CONSIGNE 1 — Modifiez tous les enregistrements ci-dessous en remplaçant « Pick out » par « Mark » partout où cette expression figure, sans rien changer d'autre.

==== TEXTE PRÉSENTÉ

Elle laissa tomber le patronyme maternel et se fit
appeler simplement Bingzhi. Mais ne pas avoir de nom
patronymique se révéla difficile, alors elle opta pour
un qui avait le moins de traits de caractères possible,
Ding (丁).
Ling (玲)
suivit pour des raisons euphoniques.
Elle participa
à la publication de « La voix des femmes », l’un
des journaux les plus militants de l’époque pour la
cause féminine, allant jusqu’à soutenir le contrôle des
naissances pour permettre au sexe féminin de conquérir
sa part d’humanité. |
Quand l’école
de filles du peuple eut des problèmes, Ding Ling et Wang
Jianhong traînèrent un peu dans divers groupes, dont des
groupes anarchistes, puis, après un bref séjour à
Nankin, revinrent à Shanghai où Ding Ling suivit des
cours à l’université, en particulier ceux de Mao Dun sur l’Iliade et
l’Odyssée. Mais son meilleur professeur, selon elle, fut
Qu Qiubai (瞿秋白),
jeune marxiste juste revenu d’Union soviétique, qui
enseigna à son élève la poésie de Pushkin dans le texte.

========
==== ENREGISTREMENTS EXTRAITS

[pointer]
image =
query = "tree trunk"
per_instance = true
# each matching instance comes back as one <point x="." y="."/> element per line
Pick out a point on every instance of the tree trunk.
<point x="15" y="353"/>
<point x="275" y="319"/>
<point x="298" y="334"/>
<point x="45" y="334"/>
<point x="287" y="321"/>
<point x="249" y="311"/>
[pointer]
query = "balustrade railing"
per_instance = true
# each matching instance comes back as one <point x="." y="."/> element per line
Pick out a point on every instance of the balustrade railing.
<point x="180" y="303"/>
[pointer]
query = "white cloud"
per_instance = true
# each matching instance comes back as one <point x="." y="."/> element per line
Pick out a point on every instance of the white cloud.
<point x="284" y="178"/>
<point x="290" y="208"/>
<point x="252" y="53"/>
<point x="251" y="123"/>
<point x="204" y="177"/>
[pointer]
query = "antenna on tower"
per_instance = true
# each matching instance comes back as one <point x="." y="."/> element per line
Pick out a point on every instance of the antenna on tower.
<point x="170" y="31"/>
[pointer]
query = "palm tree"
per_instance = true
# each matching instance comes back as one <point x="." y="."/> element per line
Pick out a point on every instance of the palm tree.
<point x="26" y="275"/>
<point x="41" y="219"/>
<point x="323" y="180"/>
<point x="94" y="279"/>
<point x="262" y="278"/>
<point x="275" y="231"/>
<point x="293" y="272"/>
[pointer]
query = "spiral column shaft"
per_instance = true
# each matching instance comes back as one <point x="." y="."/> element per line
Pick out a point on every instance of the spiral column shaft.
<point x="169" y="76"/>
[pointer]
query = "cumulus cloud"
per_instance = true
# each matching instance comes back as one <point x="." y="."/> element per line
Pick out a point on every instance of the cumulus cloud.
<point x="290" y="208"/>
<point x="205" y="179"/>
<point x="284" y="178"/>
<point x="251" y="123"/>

========

CONSIGNE 2 — Recopiez fidèlement le texte sur Ding Ling, en commençant à « Elle laissa tomber » et en terminant à « des raisons euphoniques. ».

RÉPONSE COMPLÈTE 1 —
[pointer]
image =
query = "tree trunk"
per_instance = true
# each matching instance comes back as one <point x="." y="."/> element per line
Mark a point on every instance of the tree trunk.
<point x="15" y="353"/>
<point x="275" y="319"/>
<point x="298" y="334"/>
<point x="45" y="334"/>
<point x="287" y="321"/>
<point x="249" y="311"/>
[pointer]
query = "balustrade railing"
per_instance = true
# each matching instance comes back as one <point x="." y="."/> element per line
Mark a point on every instance of the balustrade railing.
<point x="180" y="303"/>
[pointer]
query = "white cloud"
per_instance = true
# each matching instance comes back as one <point x="." y="."/> element per line
Mark a point on every instance of the white cloud.
<point x="284" y="178"/>
<point x="290" y="208"/>
<point x="252" y="53"/>
<point x="251" y="123"/>
<point x="204" y="177"/>
[pointer]
query = "antenna on tower"
per_instance = true
# each matching instance comes back as one <point x="." y="."/> element per line
Mark a point on every instance of the antenna on tower.
<point x="170" y="31"/>
[pointer]
query = "palm tree"
per_instance = true
# each matching instance comes back as one <point x="." y="."/> element per line
Mark a point on every instance of the palm tree.
<point x="26" y="275"/>
<point x="41" y="219"/>
<point x="323" y="180"/>
<point x="94" y="279"/>
<point x="262" y="278"/>
<point x="275" y="231"/>
<point x="293" y="272"/>
[pointer]
query = "spiral column shaft"
per_instance = true
# each matching instance comes back as one <point x="." y="."/> element per line
Mark a point on every instance of the spiral column shaft.
<point x="169" y="76"/>
[pointer]
query = "cumulus cloud"
per_instance = true
# each matching instance comes back as one <point x="." y="."/> element per line
Mark a point on every instance of the cumulus cloud.
<point x="290" y="208"/>
<point x="205" y="179"/>
<point x="284" y="178"/>
<point x="251" y="123"/>

RÉPONSE COMPLÈTE 2 —
Elle laissa tomber le patronyme maternel et se fit
appeler simplement Bingzhi. Mais ne pas avoir de nom
patronymique se révéla difficile, alors elle opta pour
un qui avait le moins de traits de caractères possible,
Ding (丁).
Ling (玲)
suivit pour des raisons euphoniques.